━━━━━ Teks Bacaan

Membaca fiksi anak Sriti Wani saya juga seperti teringat kembali akan kisah Sun Go Kong yang disadur dalam bahasa Jawa oleh Sar BS di Majalah Panyebar Semangat (PS) dekade 50-an. Judulnya pun diubah ke dalam bahasa Jawa menjadi: ‘Ngupaya Serat Pangruwating Papa Cintraka.’ Dikisahkan bagaimana pendeta (Sang Prajaka) disertai anak muridnya: Sun Go Kong (wresiswa), si wajah babi (demalung), si kulit hitam (jlitheng), dan kuda jelmaan dewa naga (nagawahana), menempuh perjalanan bertahun-tahun dari Timur ke pegunungan Barat untuk nggadhuh (minta) kitab suci dari Dewi Kwan Im yang berguna untuk memperbaiki moral akhlak dan kehidupan umat manusia. Ternyata, setelah ketemu Dewi Kwan Im, beliau justru mengatakan bahwa kitab tersebut telah dimiliki oleh mereka. Artinya, dengan menempuh (proses) perjalanan itu sama halnya mereka telah melakukan pembelajaran terhadap berbagai nilai dan pengalaman hidup beraneka ragam yang dapat dipakai untuk meruwat (memperbaiki) kehidupan nyata di dunia.
 
Meskipun tidak persis sama, perjalanan Sriti Wani dari kampung halamannya hingga ke langit untuk mewujudkan cita-cita, mempelajari rahasia ilmu pengetahuan yang disimbolkan sebagai teks yang tertera pada saya Kupu-kupu Aksara, telah mengindikasikan: bahwa sepasang sayap kupu-kupu yang bertuliskan aksara (buku) hanyalah simbol belaka. Agaknya, sebagai orang Jawa, Alim menggunakan terminologi ilmu pengetahuan yang dibukukan sebagaimana pandangan Barat, melainkan ngelmu yang merupakan ajaran rahasia untuk pegangan hidup sesuai ungkapan peribahasa Jawa: ngelmu iku kalakone kanthi laku.

━━━━━━━━━━

**Petunjuk Pengerjaan**
**A.** Tuliskan kembali bagian bacaan di atas, dari "Meskipun tidak persis" sampai "kalakone kanthi laku.", tanpa mengubah satu kata pun.
**B.** Menurut bacaan di atas, mengapa Dewi Kwan Im mengatakan bahwa kitab suci itu sudah dimiliki oleh sang pendeta dan murid-muridnya? Jelaskan dalam satu sampai tiga kalimat.
**C.** Ringkaslah bacaan di atas dalam dua kalimat.

━━━━━ Cuplikan Data

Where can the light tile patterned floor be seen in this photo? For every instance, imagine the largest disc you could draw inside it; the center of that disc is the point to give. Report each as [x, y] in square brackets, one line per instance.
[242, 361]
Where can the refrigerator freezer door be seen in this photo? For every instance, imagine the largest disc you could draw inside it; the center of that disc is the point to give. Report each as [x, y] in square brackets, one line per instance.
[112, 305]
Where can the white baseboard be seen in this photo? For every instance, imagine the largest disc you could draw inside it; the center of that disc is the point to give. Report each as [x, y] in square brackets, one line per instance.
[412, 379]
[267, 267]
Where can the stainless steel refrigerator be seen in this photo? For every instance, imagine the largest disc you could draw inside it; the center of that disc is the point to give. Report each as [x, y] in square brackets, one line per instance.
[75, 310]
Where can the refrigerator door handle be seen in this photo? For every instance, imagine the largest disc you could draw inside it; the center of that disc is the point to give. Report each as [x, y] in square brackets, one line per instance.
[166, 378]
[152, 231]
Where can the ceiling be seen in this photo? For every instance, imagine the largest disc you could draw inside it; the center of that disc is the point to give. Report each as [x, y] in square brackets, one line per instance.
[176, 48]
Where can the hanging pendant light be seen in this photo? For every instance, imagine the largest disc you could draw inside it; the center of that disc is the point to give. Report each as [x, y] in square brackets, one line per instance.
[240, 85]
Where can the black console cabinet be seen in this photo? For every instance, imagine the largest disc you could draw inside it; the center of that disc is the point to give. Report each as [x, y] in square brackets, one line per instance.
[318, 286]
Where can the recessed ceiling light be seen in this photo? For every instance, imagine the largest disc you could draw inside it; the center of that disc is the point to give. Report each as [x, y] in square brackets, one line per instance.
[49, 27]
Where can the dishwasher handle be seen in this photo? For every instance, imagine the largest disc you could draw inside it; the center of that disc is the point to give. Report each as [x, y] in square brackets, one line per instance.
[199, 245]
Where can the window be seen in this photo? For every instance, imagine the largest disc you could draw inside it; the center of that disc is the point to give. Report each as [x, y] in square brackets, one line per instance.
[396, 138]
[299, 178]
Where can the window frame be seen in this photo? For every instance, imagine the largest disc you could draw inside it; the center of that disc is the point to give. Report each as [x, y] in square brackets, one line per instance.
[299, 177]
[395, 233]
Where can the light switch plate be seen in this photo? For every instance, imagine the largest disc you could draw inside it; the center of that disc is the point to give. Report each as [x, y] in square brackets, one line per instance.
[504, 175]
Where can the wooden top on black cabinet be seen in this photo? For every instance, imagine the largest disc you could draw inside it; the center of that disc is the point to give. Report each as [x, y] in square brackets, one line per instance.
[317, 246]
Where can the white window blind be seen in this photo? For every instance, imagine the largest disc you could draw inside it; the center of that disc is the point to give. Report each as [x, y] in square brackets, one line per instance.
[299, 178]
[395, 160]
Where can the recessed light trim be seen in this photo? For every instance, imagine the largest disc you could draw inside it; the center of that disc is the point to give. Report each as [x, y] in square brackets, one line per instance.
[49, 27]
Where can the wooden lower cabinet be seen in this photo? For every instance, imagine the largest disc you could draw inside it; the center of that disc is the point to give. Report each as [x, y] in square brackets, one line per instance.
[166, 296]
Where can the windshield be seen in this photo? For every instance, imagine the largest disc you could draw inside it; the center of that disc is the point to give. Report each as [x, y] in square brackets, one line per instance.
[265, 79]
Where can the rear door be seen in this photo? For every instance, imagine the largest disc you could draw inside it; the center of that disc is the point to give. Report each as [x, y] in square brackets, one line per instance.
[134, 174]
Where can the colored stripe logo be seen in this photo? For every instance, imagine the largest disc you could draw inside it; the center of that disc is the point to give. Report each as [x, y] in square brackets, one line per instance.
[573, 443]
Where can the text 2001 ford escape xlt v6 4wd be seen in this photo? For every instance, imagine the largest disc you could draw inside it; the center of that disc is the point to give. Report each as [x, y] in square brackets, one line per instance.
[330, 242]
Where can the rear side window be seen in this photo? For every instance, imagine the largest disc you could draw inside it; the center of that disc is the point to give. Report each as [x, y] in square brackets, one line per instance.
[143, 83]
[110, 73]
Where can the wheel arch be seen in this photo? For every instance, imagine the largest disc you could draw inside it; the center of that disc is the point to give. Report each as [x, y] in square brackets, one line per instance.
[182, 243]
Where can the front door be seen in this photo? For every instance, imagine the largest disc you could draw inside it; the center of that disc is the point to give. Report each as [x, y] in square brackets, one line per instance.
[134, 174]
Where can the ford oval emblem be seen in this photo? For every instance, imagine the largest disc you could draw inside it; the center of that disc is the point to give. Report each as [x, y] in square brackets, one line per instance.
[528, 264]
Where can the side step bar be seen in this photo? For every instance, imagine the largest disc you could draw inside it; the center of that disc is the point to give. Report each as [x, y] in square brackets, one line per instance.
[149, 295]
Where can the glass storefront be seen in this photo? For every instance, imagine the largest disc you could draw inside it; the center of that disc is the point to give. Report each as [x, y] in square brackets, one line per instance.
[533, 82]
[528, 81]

━━━━━━━━━━

**Hasil Jawaban**
**A.**
Meskipun tidak persis sama, perjalanan Sriti Wani dari kampung halamannya hingga ke langit untuk mewujudkan cita-cita, mempelajari rahasia ilmu pengetahuan yang disimbolkan sebagai teks yang tertera pada saya Kupu-kupu Aksara, telah mengindikasikan: bahwa sepasang sayap kupu-kupu yang bertuliskan aksara (buku) hanyalah simbol belaka. Agaknya, sebagai orang Jawa, Alim menggunakan terminologi ilmu pengetahuan yang dibukukan sebagaimana pandangan Barat, melainkan ngelmu yang merupakan ajaran rahasia untuk pegangan hidup sesuai ungkapan peribahasa Jawa: ngelmu iku kalakone kanthi laku.

**B.** Perjalanan bertahun-tahun yang mereka tempuh sudah menjadi proses pembelajaran terhadap berbagai nilai dan pengalaman hidup. Hasil pembelajaran itu dapat dipakai untuk meruwat atau memperbaiki kehidupan nyata di dunia, sesuai dengan kegunaan kitab yang mereka cari.

**C.** Membaca fiksi anak Sriti Wani mengingatkan penulis pada kisah Sun Go Kong yang disadur Sar BS dalam bahasa Jawa, yaitu perjalanan seorang pendeta dan murid-muridnya ke Barat untuk meminta kitab suci dari Dewi Kwan Im, yang ternyata menyatakan bahwa kitab itu sudah mereka miliki melalui pembelajaran selama perjalanan. Menurut penulis, perjalanan Sriti Wani dari kampung halamannya hingga ke langit untuk mewujudkan cita-cita menunjukkan bahwa sepasang sayap kupu-kupu bertuliskan aksara hanyalah simbol belaka.